----- Dataset rows -----

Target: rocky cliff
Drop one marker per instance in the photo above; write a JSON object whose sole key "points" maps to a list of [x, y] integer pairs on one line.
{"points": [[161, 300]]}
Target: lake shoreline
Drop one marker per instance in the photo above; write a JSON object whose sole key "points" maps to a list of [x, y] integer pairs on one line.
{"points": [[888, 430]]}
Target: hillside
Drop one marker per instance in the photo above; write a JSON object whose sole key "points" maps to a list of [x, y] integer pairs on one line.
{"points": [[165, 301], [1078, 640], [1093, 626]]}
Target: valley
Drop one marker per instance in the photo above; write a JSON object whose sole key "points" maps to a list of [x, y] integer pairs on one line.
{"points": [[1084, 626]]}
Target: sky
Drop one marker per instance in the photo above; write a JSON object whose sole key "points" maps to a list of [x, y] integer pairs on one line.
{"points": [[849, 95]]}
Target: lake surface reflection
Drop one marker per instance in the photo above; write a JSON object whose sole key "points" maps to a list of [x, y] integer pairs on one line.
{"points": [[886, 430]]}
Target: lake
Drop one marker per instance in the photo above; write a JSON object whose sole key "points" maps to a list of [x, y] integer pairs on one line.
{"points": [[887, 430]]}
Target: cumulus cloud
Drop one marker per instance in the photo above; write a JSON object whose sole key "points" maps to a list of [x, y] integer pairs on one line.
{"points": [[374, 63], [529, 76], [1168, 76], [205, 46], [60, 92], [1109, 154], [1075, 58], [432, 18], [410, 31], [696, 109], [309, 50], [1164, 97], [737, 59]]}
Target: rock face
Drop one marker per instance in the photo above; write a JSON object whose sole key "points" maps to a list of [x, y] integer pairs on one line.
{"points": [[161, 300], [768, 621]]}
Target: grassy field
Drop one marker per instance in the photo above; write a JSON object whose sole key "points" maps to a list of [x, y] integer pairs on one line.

-----

Could you quote the material above in full, exactly as it stands?

(Solved exercise):
Target: rocky cliff
Drop one marker per instance in the photo above; write a JSON object whose sole key "points" maps to a list of [x, y] integer pairs on one line.
{"points": [[161, 300]]}
Target: lake shoreline
Drop one marker per instance in the photo above; write a JSON object whose sole key "points" maps to a list of [x, y] integer pairs on one line.
{"points": [[888, 430]]}
Target: hillside
Drop one marker per instance in the photo above; write a JSON object whose sole key "points" maps to a list of [x, y] integer pairs on one line.
{"points": [[165, 301], [1078, 640], [1093, 626]]}
Target: valley
Drop one marker per instance in the photo above; write a JSON object whose sole key "points" maps to a list of [x, y] integer pairs on one line.
{"points": [[1084, 626]]}
Target: sky
Drop one marker per instance in the photo above; write a JSON object whose sole key "points" maps to a list of [x, y] integer pairs on one line.
{"points": [[849, 95]]}
Target: lake surface reflection
Drop one marker per instance in the photo above; write a JSON object whose sole key "points" maps to a list of [x, y] integer pairs on one line.
{"points": [[886, 430]]}
Target: lake
Drop one marker per instance in the photo above; write a JSON object whose sole key "points" maps to a list of [x, y] integer pairs on one line.
{"points": [[887, 430]]}
Target: cumulus cloud
Drop one marker per instance in the photo above; write a JSON object whose sole key "points" maps to a list of [x, y] integer pairs on one line.
{"points": [[374, 63], [529, 76], [1168, 76], [205, 46], [60, 92], [1109, 154], [1075, 58], [432, 18], [410, 31], [696, 109], [309, 50], [1164, 97], [737, 59]]}
Target: rock face
Drop one marker per instance in the photo above; write a JSON object whose sole key "points" maps to a list of [x, y] integer pairs on one line.
{"points": [[161, 300], [768, 621]]}
Target: grassy field
Drop one marker per instance in the photo above; write a JSON object whose sole key "points" maps to a list of [x, y] integer pairs on one line.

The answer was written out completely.